▶ Segmentation annotation records
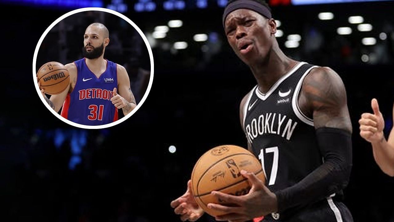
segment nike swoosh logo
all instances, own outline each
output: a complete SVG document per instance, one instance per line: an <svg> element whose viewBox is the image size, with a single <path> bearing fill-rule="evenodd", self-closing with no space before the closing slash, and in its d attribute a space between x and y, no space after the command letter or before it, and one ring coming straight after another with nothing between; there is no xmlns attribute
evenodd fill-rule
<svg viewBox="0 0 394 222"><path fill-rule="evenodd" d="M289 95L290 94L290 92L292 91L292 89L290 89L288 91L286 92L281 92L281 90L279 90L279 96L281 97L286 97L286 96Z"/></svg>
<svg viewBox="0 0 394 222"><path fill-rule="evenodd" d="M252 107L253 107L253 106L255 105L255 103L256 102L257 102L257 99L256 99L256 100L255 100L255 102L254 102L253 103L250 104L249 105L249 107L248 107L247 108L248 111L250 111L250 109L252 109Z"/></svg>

==

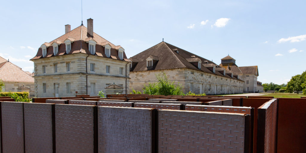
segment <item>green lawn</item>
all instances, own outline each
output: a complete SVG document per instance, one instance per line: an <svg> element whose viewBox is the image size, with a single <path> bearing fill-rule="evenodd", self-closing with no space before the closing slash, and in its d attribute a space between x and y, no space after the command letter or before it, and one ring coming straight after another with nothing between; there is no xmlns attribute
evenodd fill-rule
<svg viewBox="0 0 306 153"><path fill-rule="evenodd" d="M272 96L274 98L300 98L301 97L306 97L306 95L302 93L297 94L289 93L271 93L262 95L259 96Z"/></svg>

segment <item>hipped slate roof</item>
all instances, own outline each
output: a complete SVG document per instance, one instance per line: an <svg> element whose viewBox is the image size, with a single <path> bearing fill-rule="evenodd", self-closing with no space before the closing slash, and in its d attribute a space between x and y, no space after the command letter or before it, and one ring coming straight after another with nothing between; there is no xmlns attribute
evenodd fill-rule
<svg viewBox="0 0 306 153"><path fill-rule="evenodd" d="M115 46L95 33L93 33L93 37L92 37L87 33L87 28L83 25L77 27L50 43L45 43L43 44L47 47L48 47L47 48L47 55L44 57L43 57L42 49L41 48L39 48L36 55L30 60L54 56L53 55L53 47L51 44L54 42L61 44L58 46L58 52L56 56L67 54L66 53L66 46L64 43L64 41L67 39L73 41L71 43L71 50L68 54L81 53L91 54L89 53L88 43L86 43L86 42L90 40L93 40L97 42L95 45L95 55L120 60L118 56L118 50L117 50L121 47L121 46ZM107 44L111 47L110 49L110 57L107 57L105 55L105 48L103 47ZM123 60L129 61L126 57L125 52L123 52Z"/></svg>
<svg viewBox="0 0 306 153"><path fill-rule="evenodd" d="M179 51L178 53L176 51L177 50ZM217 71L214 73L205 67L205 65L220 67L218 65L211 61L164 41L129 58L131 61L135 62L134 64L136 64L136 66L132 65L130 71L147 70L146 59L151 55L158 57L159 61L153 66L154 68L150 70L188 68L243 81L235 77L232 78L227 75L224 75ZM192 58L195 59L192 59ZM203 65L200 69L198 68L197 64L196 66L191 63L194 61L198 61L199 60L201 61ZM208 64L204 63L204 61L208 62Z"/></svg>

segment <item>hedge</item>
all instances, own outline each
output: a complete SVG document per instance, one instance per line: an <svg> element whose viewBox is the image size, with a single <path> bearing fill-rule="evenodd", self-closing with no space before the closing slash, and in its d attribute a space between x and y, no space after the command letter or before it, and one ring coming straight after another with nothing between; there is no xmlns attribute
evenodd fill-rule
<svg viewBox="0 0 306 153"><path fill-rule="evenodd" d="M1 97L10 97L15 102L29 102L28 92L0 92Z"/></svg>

▶ Stated task
Arrange the lines of the records as a Markdown table with the columns "No." and "Text," one row per line, starting with the line that contains "segment <item>green lawn</item>" and going on through the line that contains "51L178 53L176 51L177". Number the rows consecutively in the "No." column, and leave out blank lines.

▶ Answer to this exercise
| No. | Text |
|---|---|
| 1 | segment <item>green lawn</item> |
| 2 | all instances, own outline each |
| 3 | output: a complete SVG document per instance, one instance per line: an <svg> element whose viewBox is the image size, with a single <path> bearing fill-rule="evenodd", self-closing with no space before the closing slash, and in its d attribute a space between x and y, no space after the command letter or before it, and one ring coming straight after another with nothing between; there is no xmlns attribute |
| 4 | evenodd fill-rule |
| 5 | <svg viewBox="0 0 306 153"><path fill-rule="evenodd" d="M272 96L274 98L300 98L301 97L306 97L306 95L302 93L297 94L289 93L271 93L262 95L259 96Z"/></svg> |
| 6 | segment <item>hipped slate roof</item> |
| 7 | all instances, own outline each |
| 8 | output: a complete SVG document per instance, one instance per line: an <svg> element whose viewBox is the image size, with a single <path> bearing fill-rule="evenodd", self-closing with no space before the closing slash, and in its d attribute a space between x and y, no space after the command letter or before it, and one ring coming straight after another with nothing between; there is no xmlns attribute |
| 9 | evenodd fill-rule |
| 10 | <svg viewBox="0 0 306 153"><path fill-rule="evenodd" d="M115 46L95 33L93 33L93 37L92 37L87 33L87 28L83 25L77 27L50 43L45 43L43 44L47 47L48 47L47 48L47 55L44 57L43 57L42 49L41 48L39 48L36 55L30 60L54 56L53 55L53 47L51 44L54 42L61 44L58 46L58 52L56 56L67 54L66 53L66 46L64 43L64 41L67 39L73 41L71 43L71 50L68 54L81 53L91 54L89 53L88 43L86 43L86 42L90 40L93 40L97 42L95 45L95 55L120 60L118 56L118 50L117 50L121 47L121 46ZM107 44L111 47L110 49L110 57L107 57L105 55L105 48L103 47ZM123 60L129 61L126 57L125 52L123 52Z"/></svg> |
| 11 | <svg viewBox="0 0 306 153"><path fill-rule="evenodd" d="M179 51L178 53L176 51L177 50ZM217 71L214 73L205 67L205 65L220 67L218 65L211 61L164 41L129 58L131 61L135 62L134 64L136 64L136 66L132 65L130 71L147 70L146 59L151 55L158 57L159 61L153 66L154 68L150 70L188 68L243 81L235 77L232 78L227 75L224 75ZM192 58L195 59L192 59ZM203 65L200 69L198 68L197 64L196 66L191 63L194 61L198 61L199 60L201 61ZM208 64L204 63L204 61L208 62Z"/></svg> |